[Stored items]
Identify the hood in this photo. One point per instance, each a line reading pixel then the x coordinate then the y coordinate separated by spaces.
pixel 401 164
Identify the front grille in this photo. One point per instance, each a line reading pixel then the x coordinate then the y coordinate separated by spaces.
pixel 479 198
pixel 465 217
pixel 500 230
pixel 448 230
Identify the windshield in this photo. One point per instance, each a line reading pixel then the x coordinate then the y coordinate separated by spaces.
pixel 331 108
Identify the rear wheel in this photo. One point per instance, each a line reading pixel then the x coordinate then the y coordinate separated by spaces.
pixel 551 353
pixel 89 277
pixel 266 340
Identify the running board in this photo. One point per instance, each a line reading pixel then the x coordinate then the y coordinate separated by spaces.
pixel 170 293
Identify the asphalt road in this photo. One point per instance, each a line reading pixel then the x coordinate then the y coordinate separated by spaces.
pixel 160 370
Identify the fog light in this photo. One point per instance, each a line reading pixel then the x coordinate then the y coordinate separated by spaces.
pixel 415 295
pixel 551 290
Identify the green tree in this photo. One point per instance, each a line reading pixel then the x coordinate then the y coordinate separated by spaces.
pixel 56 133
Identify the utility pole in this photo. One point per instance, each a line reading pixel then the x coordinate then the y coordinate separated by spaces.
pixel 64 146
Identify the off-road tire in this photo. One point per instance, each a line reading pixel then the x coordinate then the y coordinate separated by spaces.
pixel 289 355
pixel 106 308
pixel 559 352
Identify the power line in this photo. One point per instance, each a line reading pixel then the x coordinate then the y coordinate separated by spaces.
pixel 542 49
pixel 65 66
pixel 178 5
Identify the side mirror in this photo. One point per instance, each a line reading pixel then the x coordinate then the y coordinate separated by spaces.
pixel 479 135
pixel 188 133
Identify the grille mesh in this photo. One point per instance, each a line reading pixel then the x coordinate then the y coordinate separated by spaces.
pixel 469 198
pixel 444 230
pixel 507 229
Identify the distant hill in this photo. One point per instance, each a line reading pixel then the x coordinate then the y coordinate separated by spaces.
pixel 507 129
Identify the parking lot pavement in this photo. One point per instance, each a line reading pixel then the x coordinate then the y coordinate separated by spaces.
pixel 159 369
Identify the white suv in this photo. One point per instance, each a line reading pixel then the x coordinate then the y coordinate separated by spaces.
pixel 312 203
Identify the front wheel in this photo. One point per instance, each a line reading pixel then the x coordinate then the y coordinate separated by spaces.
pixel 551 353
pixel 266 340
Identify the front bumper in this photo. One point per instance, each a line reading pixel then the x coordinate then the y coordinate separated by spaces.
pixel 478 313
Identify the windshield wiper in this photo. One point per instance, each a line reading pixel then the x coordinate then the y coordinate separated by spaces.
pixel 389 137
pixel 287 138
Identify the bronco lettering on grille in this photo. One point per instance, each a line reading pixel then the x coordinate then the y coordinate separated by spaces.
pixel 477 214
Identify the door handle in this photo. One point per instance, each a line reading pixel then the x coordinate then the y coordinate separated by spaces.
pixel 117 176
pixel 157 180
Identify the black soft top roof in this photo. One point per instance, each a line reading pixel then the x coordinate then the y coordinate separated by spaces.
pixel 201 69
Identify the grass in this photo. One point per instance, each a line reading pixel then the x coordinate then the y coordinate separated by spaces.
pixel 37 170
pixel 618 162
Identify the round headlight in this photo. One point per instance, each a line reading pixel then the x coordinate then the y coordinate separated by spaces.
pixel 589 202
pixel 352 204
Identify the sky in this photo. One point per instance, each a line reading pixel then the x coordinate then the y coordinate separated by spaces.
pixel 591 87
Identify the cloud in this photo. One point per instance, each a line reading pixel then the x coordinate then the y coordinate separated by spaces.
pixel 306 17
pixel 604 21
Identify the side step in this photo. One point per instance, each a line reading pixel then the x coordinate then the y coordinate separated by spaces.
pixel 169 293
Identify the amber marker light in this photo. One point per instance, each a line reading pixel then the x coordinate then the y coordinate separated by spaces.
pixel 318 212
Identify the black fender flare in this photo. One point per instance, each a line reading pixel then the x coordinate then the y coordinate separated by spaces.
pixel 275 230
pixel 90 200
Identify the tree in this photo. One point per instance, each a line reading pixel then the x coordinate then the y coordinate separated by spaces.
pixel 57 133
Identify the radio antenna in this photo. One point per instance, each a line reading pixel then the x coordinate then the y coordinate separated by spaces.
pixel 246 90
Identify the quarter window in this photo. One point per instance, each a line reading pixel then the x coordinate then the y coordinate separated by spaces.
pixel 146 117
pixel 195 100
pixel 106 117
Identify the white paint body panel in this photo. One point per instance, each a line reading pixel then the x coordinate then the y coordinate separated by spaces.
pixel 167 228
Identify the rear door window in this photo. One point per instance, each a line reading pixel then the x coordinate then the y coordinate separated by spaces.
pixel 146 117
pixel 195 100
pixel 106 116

What you will do
Render the lines of the material above as a JSON list of strings, one string per line and blank lines omitted, covering only the part that opens with the line containing "Identify the black soft" and closes with the line containing "pixel 201 69".

Answer to this problem
[
  "Identify the black soft top roof in this photo. One point per instance, each a line reading pixel then the x coordinate then the y coordinate separated by spaces.",
  "pixel 201 69"
]